Install this agent skill to your Project

npx add-skill https://github.com/codeaholicguy/ai-devkit/tree/main/skills/memory

SKILL.md

AI DevKit Memory CLI

Use npx ai-devkit@latest memory ... as the durable knowledge layer.

Workflow

  1. For implementation, debugging, review, planning, or documentation tasks, search before deep work unless the task is trivial:

    bash
    npx ai-devkit@latest memory search --query "<task, subsystem, error, or convention>" --limit 5
    

    For broad or risky tasks, search multiple angles: subsystem, error text, framework, command, and task intent.

  2. Use results as context:

    • Trust repo files, tests, fresh command output, and explicit user instructions over memory.
    • If memory conflicts with verified evidence, use the evidence and update the stale memory.
    • Mention memory only when it changes the plan or avoids asking the user again.
  3. Search before storing:

    bash
    npx ai-devkit@latest memory search --query "<knowledge to store>" --table
    
  4. Store or update only after the quality gate passes.

Quality Gate

Before storing, all must be true:

  • Future sessions are likely to reuse it.
  • It is verified by code, docs, tests, command output, or explicit user instruction.
  • It is not merely a restatement of obvious nearby files unless it prevents repeated agent mistakes.
  • It is scoped narrowly enough.
  • Existing memory does not already cover it.
  • It contains no secrets, credentials, private customer data, personal data, raw logs, or temporary paths.

Store:

  • Project conventions, user preferences, durable decisions.
  • Reusable fixes, testing patterns, commands, setup gotchas.

:: Problem 1 ::
Reproduce the stretch of the AI DevKit memory instructions from "For broad or" through "the user again." word for word.
:: Problem 2 ::
Carry on writing the AI DevKit memory instructions from the point where they stop.

:: Provided information ::

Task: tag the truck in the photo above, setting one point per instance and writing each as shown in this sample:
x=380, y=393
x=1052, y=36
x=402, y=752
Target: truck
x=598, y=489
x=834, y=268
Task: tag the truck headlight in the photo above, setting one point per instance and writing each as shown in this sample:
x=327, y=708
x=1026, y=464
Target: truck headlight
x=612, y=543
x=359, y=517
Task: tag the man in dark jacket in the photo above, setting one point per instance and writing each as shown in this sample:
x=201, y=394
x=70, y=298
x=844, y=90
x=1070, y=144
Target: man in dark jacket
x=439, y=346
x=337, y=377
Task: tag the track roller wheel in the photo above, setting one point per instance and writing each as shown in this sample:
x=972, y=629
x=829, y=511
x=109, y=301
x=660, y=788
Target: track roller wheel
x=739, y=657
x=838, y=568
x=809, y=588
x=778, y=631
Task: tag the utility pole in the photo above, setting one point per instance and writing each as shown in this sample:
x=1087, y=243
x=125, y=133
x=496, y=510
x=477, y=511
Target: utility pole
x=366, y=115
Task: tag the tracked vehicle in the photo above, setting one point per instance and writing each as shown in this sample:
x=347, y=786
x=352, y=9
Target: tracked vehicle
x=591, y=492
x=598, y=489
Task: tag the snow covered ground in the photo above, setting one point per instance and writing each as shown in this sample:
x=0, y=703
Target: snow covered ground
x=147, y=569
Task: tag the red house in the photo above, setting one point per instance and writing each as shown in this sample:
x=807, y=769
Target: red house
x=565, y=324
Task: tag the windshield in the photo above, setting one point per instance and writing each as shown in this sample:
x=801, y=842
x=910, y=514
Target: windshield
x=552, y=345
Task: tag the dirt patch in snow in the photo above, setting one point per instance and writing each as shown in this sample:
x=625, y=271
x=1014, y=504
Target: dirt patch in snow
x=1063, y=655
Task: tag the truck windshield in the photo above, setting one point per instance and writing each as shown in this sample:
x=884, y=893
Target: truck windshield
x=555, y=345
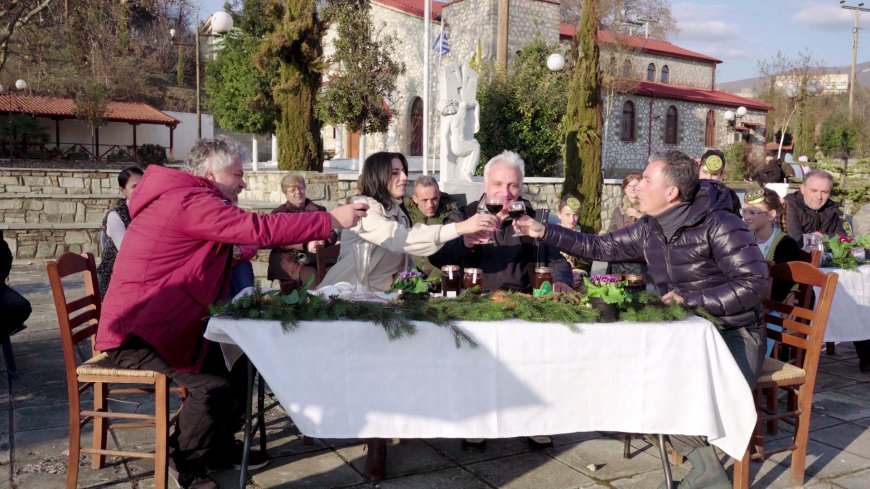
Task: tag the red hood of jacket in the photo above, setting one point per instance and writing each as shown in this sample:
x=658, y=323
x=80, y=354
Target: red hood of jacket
x=175, y=261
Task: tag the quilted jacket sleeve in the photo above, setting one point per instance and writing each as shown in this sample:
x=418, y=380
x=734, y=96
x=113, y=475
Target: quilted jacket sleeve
x=736, y=254
x=624, y=244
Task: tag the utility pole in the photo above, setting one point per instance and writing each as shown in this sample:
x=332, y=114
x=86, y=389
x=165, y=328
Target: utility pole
x=856, y=11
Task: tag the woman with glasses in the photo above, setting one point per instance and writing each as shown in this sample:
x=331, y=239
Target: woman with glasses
x=296, y=261
x=626, y=214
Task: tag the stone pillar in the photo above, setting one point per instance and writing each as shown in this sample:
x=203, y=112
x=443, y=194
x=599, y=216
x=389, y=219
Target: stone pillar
x=274, y=149
x=254, y=156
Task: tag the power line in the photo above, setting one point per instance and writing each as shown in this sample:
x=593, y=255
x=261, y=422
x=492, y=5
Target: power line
x=856, y=11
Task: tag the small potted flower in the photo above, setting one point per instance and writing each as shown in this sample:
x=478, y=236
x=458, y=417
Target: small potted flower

:: Expected output 1 ::
For broad or risky tasks, search multiple angles: subsystem, error text, framework, command, and task intent.

  2. Use results as context:

    • Trust repo files, tests, fresh command output, and explicit user instructions over memory.
    • If memory conflicts with verified evidence, use the evidence and update the stale memory.
    • Mention memory only when it changes the plan or avoids asking the user again.

:: Expected output 2 ::
  • Non-obvious constraints, architecture rules, failure patterns.

Do not store:

  • Task progress, transcripts, speculation, generic programming facts.
  • Raw errors without diagnosis.
  • Anything the user did not intend to persist.

Commands

Search

bash
npx ai-devkit@latest memory search \
  --query "<query>" \
  --tags "<tags>" \
  --scope "<scope>" \
  --limit 5

Use --table to get IDs for updates:

bash
npx ai-devkit@latest memory search --query "<query>" --table

Options: --query/-q required; --tags; --scope/-s; --limit/-l from 1-20; --table.

Store

bash
npx ai-devkit@latest memory store \
  --title "<actionable title, 10-100 chars>" \
  --content "<context, guidance, evidence, exceptions>" \
  --tags "<lowercase,tags>" \
  --scope "<global|project:name|repo:org/repo>"

Use this content shape when helpful:

text
Context: Where this applies.
Guidance: What to do.
Evidence: File, command, test, or user instruction.
Exceptions: When not to apply it.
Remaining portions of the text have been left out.